■ GIVEN REQUEST
Extract every line below that contains the string "Target", matching its case exactly.

--- BEGIN ENTRIES PROVIDED ---

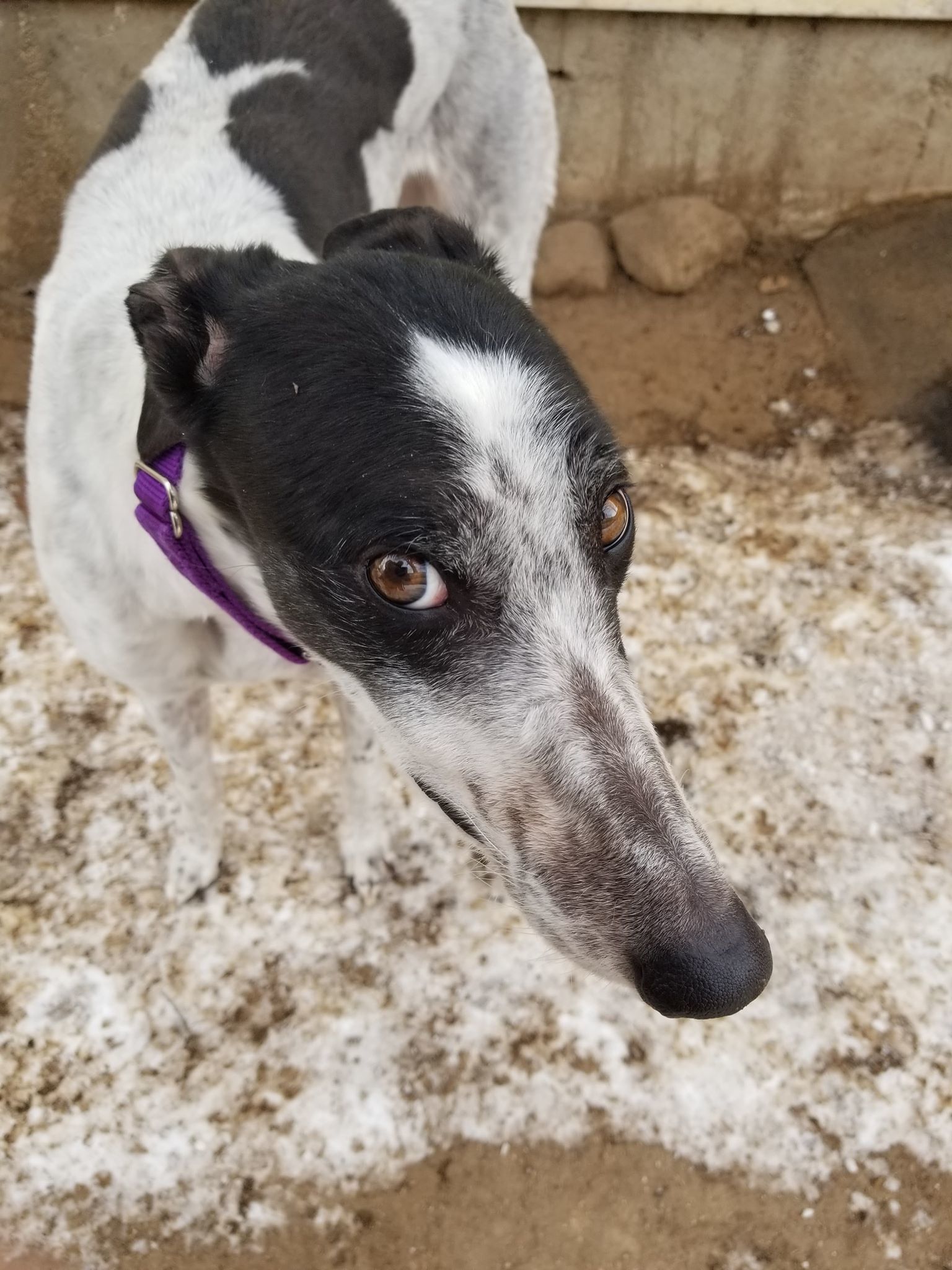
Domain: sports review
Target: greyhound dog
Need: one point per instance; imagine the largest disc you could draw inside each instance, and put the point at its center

--- END ENTRIES PROVIDED ---
--- BEGIN ENTRIES PROVIDED ---

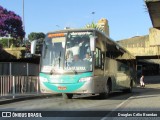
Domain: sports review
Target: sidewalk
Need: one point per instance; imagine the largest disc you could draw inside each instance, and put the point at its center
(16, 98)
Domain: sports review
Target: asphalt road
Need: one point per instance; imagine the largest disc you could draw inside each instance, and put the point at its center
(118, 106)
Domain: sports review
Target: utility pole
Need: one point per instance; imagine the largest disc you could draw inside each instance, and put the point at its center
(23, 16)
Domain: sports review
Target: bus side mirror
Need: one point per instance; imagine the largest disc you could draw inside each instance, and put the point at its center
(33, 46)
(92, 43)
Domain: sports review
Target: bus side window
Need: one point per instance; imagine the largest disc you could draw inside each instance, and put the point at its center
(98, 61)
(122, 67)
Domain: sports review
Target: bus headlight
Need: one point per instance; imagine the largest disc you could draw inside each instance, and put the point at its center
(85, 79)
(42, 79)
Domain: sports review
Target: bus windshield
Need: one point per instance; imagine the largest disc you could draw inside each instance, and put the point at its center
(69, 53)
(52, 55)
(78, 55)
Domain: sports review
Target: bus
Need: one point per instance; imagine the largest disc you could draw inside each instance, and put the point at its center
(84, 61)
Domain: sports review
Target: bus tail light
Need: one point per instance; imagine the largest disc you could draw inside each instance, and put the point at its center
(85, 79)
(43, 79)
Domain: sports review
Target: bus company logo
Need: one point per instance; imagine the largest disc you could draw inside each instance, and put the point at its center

--- END ENTRIES PROVIDED ---
--- BEGIN ENTRIES PROVIDED ---

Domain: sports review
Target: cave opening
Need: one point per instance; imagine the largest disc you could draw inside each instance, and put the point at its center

--- END ENTRIES PROVIDED ---

■ OUTPUT FOR THIS EXERCISE
Target: greyhound dog
Target: sidewalk
Target: asphalt road
Target: utility pole
Target: bus side mirror
Target: bus side window
Target: bus headlight
Target: bus windshield
Target: bus
Target: bus tail light
Target: bus company logo
Target: cave opening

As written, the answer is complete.